### Task prompt
Rewrite the records below, putting "point" wherever "marker" appears and leaving everything else as it is.

* begin Dataset entries *

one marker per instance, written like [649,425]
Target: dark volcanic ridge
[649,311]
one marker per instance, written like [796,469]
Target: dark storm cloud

* end Dataset entries *

### Exercise result
one point per instance, written like [649,425]
Target: dark volcanic ridge
[649,311]
one point per instance, written like [796,469]
Target: dark storm cloud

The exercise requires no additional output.